What is required —
Continue the passage on human capital and endogenous growth theory, starting right after its final sentence.

Frederick P. Harbison is known for his research on issues such as human capital development, education, and labor productivity, especially in developing countries. Frederick Harbison argues that human capital investments are critical to economic growth and development sustainability. He noted that education, skills development, and productivity improvement are central to developing countries’ economic and social transformation (
Mincer, 1981).
Charles A. Myers emphasized that investments in human resources, such as education and skill development, positively affect economic growth and development and argued that investments in these areas could increase economic productivity and increase the competitiveness of countries in the long run. According to Harbison and Myers, there are different ways of increasing human capital accumulation. First, it is formal education, which includes officially recognized education. It includes various levels of education, from primary school to university. The second is informal or on-the-job training. This type of training can be achieved by gaining experience in a person’s workplace or by participating in adult education programs. It involves employees seeking opportunities to improve their professions or acquire new skills (
Frederick & Myers, 1964).
Singer (
1964) emphasized two important features of educational investments. First, it is not the law of diminishing returns on education investments; On the contrary, the law of increasing returns is valid. Traditional production factors (such as labor, capital, and land) have diminishing returns and will decrease over time as they are used (
Singer, 1964). While production factors may wear out as they are used, information becomes more valuable as it is used and shared. Instead of these traditional factors, endogenous growth models emphasize that knowledge is a resource with increasing returns and is the key to sustainable growth.
Additionally, when traditional factors of production are used in one activity, it is often difficult or impossible to use them in another activity simultaneously. However, information is not subject to such limitations. Information can be used and shared simultaneously across different activities, increasing value. While these features sometimes make knowledge an independent production factor, they sometimes function to prevent the diminishing returns of traditional production factors. In the endogenous growth model, increasing returns to scale are not enough; the main thing is to ensure a condition in which the marginal productivity of the factors of production that can be accumulated does not decrease.
Information may be a public good, partially or wholly. There is no competition among consumers in the use of information, and no one can be excluded from the use of information. How much the information emerging from technological developments can be used by other economic units (the degree of technological externalities or spillovers) is extremely important (
Kibritçioğlu, 1998).
The endogenous growth model differs from the Neoclassical growth model in several ways. In the endogenous growth model, technological development occurs within the economic system and is affected by economic decisions, meaning technology is an endogenous variable. At another point, instead of the Neoclassical production function based on decreasing returns, the production function based on increasing returns is valid.
In the 1950s, the Solow growth model dominated; by the 1980s, it was seen that the determinants of economic growth were human capital, information, education, research and development, and technology rather than physical capital.

Supplied information —

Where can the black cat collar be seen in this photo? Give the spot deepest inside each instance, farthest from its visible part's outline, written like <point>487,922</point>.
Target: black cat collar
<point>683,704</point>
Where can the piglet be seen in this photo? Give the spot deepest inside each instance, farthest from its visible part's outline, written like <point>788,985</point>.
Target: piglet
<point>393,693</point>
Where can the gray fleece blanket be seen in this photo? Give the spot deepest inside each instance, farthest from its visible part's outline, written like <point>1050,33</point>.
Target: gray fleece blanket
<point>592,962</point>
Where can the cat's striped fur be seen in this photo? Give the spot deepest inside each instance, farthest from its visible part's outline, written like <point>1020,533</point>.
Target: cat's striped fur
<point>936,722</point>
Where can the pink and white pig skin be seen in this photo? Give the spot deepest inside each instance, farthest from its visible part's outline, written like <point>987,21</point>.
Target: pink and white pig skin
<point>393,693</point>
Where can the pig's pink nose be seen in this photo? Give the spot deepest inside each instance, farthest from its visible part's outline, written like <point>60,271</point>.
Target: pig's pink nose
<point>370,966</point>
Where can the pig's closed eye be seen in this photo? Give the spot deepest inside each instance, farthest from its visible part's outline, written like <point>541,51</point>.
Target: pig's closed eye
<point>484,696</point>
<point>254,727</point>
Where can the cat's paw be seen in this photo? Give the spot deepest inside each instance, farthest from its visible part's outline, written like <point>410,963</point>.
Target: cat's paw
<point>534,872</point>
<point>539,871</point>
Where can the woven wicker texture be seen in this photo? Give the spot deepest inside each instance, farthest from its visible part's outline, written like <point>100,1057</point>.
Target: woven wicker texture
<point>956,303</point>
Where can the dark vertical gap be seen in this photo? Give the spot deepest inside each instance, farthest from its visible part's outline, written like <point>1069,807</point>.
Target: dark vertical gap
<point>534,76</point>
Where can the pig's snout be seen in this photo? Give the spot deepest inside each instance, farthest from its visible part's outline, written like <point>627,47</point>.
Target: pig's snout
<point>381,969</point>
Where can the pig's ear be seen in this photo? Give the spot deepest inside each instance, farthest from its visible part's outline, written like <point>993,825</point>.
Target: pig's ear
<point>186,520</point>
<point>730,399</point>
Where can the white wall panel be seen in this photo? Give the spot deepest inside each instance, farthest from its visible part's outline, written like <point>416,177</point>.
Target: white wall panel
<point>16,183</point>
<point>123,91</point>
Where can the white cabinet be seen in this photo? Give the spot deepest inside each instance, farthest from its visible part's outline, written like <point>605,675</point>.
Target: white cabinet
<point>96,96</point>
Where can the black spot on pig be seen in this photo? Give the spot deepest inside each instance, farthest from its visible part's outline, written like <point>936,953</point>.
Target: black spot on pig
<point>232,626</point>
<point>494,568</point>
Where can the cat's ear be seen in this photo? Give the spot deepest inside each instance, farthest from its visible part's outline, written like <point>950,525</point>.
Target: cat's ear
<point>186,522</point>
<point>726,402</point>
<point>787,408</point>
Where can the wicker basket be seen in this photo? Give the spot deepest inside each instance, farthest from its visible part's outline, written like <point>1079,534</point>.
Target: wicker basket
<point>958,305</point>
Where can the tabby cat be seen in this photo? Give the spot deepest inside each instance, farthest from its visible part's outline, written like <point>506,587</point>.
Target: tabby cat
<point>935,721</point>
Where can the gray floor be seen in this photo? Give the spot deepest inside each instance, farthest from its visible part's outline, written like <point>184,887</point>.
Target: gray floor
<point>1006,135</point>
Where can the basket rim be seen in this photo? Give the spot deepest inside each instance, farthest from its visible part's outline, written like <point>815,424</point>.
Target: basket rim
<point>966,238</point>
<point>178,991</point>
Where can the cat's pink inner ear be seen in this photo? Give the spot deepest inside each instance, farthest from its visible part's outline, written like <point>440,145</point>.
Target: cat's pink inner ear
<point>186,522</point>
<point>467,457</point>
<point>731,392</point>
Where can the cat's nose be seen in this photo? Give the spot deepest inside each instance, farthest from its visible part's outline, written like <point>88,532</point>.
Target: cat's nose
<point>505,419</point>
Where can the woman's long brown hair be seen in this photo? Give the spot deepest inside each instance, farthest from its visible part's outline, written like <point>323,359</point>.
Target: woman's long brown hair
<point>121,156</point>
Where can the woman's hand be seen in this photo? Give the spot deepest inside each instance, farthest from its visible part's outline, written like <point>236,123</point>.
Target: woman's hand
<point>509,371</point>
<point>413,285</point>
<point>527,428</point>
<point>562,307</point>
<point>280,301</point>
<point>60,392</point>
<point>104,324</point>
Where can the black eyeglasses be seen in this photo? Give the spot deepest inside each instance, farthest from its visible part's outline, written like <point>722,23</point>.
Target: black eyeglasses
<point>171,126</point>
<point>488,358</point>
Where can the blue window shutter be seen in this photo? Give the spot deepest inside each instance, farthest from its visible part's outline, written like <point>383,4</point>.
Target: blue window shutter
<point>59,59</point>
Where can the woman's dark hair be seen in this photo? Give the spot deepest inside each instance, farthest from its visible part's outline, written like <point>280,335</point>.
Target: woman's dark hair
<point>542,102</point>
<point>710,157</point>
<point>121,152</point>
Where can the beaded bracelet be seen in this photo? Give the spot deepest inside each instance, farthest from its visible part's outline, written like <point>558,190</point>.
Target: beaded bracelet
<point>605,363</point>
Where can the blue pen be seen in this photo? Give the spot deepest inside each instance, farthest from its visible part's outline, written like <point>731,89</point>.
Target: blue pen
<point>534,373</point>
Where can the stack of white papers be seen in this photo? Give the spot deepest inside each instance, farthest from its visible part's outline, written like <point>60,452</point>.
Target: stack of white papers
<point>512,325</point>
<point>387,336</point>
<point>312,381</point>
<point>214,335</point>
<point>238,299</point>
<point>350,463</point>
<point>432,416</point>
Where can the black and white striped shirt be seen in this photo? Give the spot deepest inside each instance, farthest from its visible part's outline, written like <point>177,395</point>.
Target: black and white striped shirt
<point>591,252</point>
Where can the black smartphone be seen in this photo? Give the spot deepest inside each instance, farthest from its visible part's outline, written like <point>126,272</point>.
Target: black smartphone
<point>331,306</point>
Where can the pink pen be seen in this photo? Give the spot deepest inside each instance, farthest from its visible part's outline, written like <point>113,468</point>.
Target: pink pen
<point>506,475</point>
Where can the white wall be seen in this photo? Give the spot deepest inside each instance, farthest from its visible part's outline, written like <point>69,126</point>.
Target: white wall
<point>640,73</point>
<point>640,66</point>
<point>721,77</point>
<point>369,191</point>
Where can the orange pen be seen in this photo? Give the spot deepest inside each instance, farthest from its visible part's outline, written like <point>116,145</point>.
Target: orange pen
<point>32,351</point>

Response to this exercise —
Romer’s (
1990) and
Lucas’s (
1988) studies are considered the beginning of research on this subject.
Prominent economists like Romer and Lucas are known for their important work on endogenous growth models. In particular, Robert Lucas focused on three essential elements of endogenous growth in his work titled “On the Mechanics of Economic Development,” published in 1988. These elements are physical capital accumulation, technological development, human capital accumulation through school, and the accumulation of specialized human capital through learning by doing (
Lucas, 1990).
Lucas contributed to Solow’s growth model, emphasizing human capital as the driving force of long-run economic growth. According to the Lucas growth model, countries with substantial human capital factors will exhibit faster economic growth than countries with weak human capital factors (
Lucas, 1990). This model explains that while capital and labor have decreasing marginal productivity, human capital does not have this feature. Education is considered a fundamental component of human capital and creates the phenomenon of externalities, which is one of the primary sources of increasing returns based on economies of scale.
In Lucas’s growth model, human capital affects growth and productivity in two different ways. First, internal effects relate to the skill levels of individuals and only increase the productivity of the individuals concerned. Therefore, skills acquired through education and other learning tools make individuals more productive. The second effect is known as the exogenous effect and includes externalities that arise from information sharing between individuals (
Lucas, 1988). Externalities arise from the increased possibility of learning or sharing knowledge with other people as human capital develops. This increased information sharing both increases the stock of information and encourages the use of other production factors, such as capital and labor, more effectively, which leads to increased productivity and growth.
Mankiw et al.’s model addresses the contribution of human capital to economic growth, especially through education investments, and shows that changes in resource allocation in this economic growth model can significantly affect the results (
Mankiw et al., 1992).
Although human capital theory was first brought to the agenda by S. R. Kuznets and M. Friedman, its theoretical foundations were firmly established thanks to the work of T. W. Schultz. Schultz’s research outlined this theory and emphasized the critical role of human capital in economic growth. Therefore, with the contributions of Schultz, human capital theory was presented with a clearer theoretical structure and introduced to economic literature (
Berkman, 2008).
Barro and Lee’s (
2015) global education data show that the average years of schooling increased from approximately 4.5 years to 8.3 years worldwide during the period 1950 to 2010. This increase reveals not only that the quality of the workforce has increased at the individual level, but also that the potential for economic growth through education has expanded (
Barro & Lee, 2015).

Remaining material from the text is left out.